[[ MATERIAL SHOWN open ]]
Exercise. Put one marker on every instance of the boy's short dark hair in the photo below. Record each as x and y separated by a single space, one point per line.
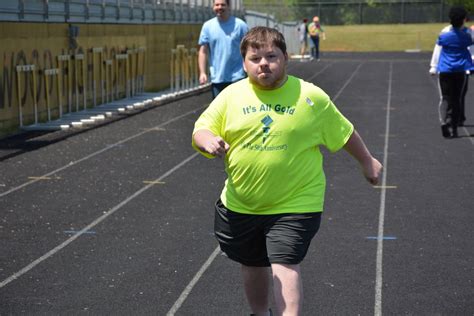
457 15
262 36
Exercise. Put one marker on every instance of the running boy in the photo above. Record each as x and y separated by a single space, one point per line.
268 128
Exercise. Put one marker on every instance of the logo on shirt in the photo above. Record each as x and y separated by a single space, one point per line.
266 121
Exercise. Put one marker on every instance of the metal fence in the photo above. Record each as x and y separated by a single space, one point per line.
360 12
110 11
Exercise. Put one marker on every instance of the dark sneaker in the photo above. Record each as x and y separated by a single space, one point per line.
445 131
455 133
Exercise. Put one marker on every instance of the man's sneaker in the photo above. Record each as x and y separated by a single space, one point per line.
445 131
454 133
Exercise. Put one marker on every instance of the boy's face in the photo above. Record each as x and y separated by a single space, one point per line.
266 66
221 9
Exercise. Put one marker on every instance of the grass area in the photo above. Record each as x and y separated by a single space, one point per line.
387 37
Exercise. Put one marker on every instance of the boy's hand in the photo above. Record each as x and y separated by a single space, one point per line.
372 170
216 146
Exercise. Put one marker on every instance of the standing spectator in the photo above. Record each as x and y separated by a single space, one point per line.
434 71
454 62
315 31
219 43
303 36
268 128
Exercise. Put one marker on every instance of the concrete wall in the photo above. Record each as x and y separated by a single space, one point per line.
40 44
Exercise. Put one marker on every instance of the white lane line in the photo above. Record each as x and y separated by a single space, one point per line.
193 282
347 82
89 227
379 256
318 73
211 258
72 163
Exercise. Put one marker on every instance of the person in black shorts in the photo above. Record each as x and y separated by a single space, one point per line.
268 129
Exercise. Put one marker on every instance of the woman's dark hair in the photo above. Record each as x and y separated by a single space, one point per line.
262 36
457 15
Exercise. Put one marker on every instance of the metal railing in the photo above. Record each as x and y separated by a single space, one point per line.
110 11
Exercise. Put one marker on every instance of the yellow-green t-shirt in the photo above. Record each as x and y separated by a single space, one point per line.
274 164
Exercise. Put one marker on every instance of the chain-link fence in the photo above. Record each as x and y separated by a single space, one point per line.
360 12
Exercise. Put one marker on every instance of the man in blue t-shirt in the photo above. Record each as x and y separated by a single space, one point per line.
220 44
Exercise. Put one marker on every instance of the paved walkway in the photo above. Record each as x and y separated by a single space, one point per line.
118 219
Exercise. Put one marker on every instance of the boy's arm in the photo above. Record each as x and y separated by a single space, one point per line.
371 167
209 143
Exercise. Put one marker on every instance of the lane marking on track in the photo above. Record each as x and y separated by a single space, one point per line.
72 163
384 237
193 282
94 223
385 186
44 178
211 258
379 254
319 72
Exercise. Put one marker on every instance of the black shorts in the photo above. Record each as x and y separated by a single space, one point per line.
260 240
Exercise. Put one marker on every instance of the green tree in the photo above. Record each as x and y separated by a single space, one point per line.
468 4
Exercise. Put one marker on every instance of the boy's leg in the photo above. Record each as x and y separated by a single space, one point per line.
287 289
257 288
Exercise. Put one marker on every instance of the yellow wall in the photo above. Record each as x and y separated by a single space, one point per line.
41 43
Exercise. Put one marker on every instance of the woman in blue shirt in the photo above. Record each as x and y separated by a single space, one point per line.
454 61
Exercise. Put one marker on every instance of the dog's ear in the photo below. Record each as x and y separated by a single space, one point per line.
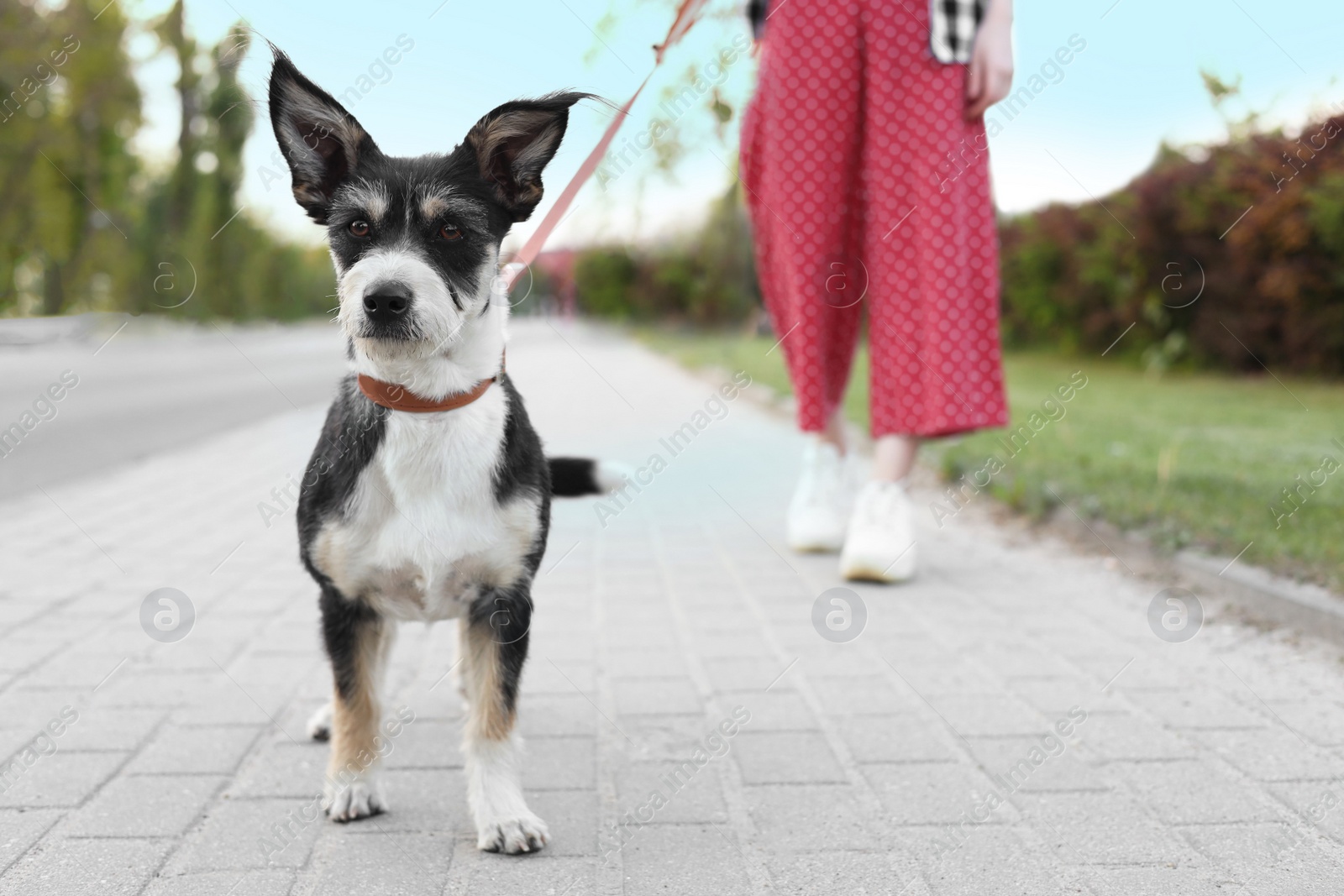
320 140
514 143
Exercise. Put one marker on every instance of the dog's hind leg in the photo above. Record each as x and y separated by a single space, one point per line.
320 723
358 642
494 647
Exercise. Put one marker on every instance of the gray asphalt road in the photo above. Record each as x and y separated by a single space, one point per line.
151 387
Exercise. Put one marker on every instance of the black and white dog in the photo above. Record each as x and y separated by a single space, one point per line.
428 496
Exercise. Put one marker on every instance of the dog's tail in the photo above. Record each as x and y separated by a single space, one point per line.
575 476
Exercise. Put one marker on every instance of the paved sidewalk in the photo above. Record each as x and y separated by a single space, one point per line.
918 758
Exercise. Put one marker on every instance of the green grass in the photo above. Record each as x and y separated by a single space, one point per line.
1186 458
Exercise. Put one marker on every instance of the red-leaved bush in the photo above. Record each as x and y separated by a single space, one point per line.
1254 228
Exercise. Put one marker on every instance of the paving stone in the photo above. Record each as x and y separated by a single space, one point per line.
65 778
659 860
692 794
223 883
931 794
1100 829
198 750
239 835
1198 793
905 738
1179 782
785 757
1273 754
143 806
792 819
85 866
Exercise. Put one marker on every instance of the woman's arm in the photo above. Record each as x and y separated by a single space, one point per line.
990 74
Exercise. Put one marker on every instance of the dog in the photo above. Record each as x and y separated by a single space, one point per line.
428 495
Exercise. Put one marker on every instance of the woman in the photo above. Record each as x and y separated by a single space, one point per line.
867 176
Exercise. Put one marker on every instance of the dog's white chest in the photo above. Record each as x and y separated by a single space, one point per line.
423 533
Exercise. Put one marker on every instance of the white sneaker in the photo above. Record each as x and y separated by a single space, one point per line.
880 546
820 503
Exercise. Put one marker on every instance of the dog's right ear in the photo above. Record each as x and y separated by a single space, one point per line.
320 140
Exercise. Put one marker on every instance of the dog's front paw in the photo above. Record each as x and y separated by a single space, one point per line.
360 799
523 833
320 723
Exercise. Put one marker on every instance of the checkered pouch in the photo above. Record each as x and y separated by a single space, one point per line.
953 29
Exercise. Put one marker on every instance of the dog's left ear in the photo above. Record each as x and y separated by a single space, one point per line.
514 143
322 141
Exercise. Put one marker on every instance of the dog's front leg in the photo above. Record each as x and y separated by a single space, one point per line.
358 642
494 647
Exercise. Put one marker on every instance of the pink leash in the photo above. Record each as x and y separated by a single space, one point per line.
685 18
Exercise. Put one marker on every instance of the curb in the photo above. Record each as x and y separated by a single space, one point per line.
1252 594
1263 595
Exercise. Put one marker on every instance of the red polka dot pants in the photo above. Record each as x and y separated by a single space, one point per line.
870 191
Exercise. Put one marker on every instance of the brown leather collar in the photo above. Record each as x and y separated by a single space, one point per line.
398 398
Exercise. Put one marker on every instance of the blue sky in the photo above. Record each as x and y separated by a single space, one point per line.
1135 85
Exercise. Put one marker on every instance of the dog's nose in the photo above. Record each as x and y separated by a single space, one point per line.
386 302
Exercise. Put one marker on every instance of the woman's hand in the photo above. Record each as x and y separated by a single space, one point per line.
990 73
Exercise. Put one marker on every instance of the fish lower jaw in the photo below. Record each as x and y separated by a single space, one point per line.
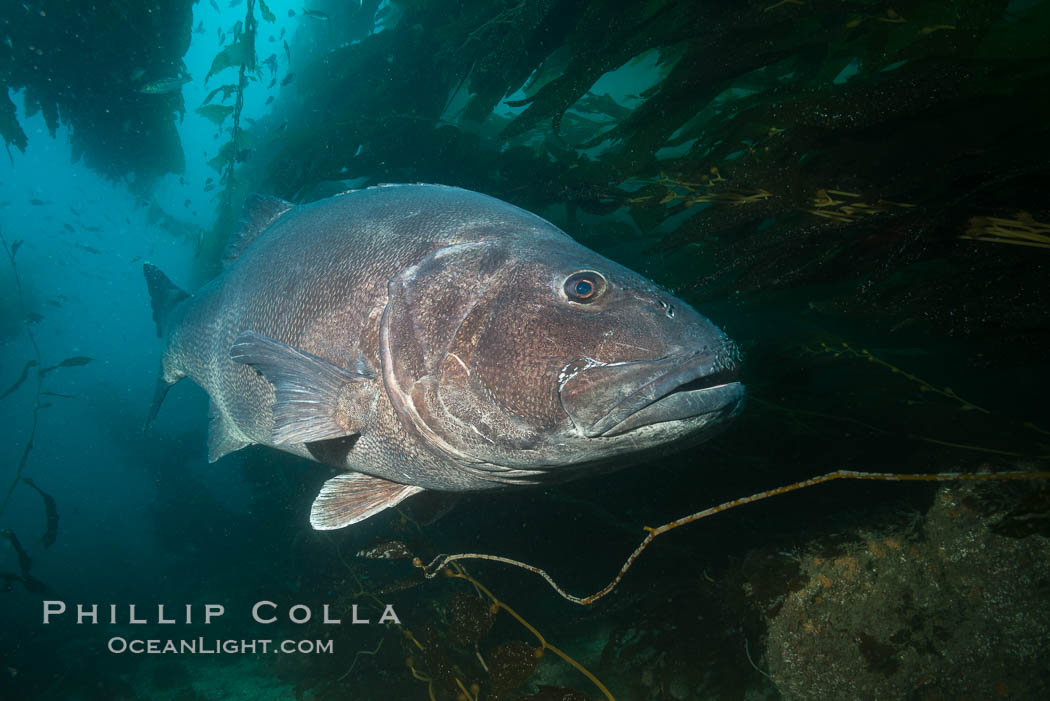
683 411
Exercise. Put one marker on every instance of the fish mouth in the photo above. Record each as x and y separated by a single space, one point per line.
651 391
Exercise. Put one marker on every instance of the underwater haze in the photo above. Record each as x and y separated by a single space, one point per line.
857 193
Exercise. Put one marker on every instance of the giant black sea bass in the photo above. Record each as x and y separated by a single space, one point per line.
420 337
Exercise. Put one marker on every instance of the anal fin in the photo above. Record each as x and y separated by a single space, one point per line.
353 496
222 438
311 394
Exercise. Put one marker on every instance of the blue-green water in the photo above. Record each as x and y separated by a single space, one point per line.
856 192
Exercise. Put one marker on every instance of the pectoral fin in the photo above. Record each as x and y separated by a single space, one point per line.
312 397
352 497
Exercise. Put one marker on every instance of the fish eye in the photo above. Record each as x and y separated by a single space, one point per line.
584 287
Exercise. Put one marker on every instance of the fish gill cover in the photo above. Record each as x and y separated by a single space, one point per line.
856 191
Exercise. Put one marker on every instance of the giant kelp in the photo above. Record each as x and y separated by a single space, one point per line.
101 69
846 145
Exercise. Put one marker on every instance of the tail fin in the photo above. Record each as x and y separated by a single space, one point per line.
163 294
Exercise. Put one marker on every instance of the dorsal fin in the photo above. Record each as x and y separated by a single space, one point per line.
260 211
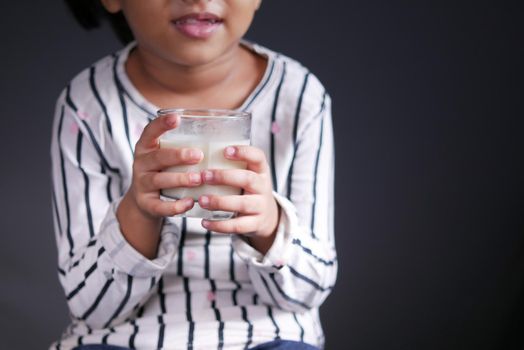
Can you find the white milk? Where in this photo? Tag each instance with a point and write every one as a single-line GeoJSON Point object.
{"type": "Point", "coordinates": [213, 150]}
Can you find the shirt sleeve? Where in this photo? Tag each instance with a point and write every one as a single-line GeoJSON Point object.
{"type": "Point", "coordinates": [104, 278]}
{"type": "Point", "coordinates": [299, 270]}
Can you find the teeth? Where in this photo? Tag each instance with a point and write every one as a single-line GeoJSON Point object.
{"type": "Point", "coordinates": [196, 21]}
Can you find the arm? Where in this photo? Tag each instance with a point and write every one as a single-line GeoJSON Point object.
{"type": "Point", "coordinates": [299, 269]}
{"type": "Point", "coordinates": [104, 276]}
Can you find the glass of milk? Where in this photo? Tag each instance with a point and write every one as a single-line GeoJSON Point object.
{"type": "Point", "coordinates": [210, 130]}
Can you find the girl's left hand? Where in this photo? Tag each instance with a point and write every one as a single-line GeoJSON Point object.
{"type": "Point", "coordinates": [258, 212]}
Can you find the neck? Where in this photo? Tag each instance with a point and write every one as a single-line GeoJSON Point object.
{"type": "Point", "coordinates": [170, 77]}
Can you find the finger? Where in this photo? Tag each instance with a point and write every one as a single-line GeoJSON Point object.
{"type": "Point", "coordinates": [162, 158]}
{"type": "Point", "coordinates": [246, 179]}
{"type": "Point", "coordinates": [158, 207]}
{"type": "Point", "coordinates": [149, 138]}
{"type": "Point", "coordinates": [247, 204]}
{"type": "Point", "coordinates": [154, 181]}
{"type": "Point", "coordinates": [239, 225]}
{"type": "Point", "coordinates": [253, 156]}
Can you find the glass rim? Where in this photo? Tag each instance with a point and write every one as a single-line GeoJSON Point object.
{"type": "Point", "coordinates": [204, 113]}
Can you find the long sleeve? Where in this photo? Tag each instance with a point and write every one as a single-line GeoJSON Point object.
{"type": "Point", "coordinates": [104, 279]}
{"type": "Point", "coordinates": [299, 270]}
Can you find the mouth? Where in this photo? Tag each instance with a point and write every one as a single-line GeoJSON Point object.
{"type": "Point", "coordinates": [198, 25]}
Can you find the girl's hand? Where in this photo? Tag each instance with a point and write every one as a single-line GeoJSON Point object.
{"type": "Point", "coordinates": [148, 178]}
{"type": "Point", "coordinates": [258, 212]}
{"type": "Point", "coordinates": [141, 210]}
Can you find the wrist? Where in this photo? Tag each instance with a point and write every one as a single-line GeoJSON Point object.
{"type": "Point", "coordinates": [263, 239]}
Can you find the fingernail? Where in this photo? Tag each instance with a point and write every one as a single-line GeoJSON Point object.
{"type": "Point", "coordinates": [208, 175]}
{"type": "Point", "coordinates": [230, 151]}
{"type": "Point", "coordinates": [204, 200]}
{"type": "Point", "coordinates": [170, 121]}
{"type": "Point", "coordinates": [195, 154]}
{"type": "Point", "coordinates": [194, 178]}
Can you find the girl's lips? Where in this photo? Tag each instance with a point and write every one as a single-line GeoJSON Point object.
[[ MATERIAL SHOWN closed ]]
(ASSIGNMENT): All lines from the line holding "Can you find the fingernail?" through the end of the records above need to be transcribed exactly, and no other text should appear.

(SOLUTION TO THE EXERCISE):
Can you find the fingernail? Where in this photo? Tag each instance with a point and write every one as a single-line GeoJSON Point object.
{"type": "Point", "coordinates": [208, 175]}
{"type": "Point", "coordinates": [230, 151]}
{"type": "Point", "coordinates": [204, 200]}
{"type": "Point", "coordinates": [170, 121]}
{"type": "Point", "coordinates": [195, 154]}
{"type": "Point", "coordinates": [194, 178]}
Can you find the girl's lips? Where in this photo? Tag each instance with a point and write every one as a single-line GeoJSON Point object.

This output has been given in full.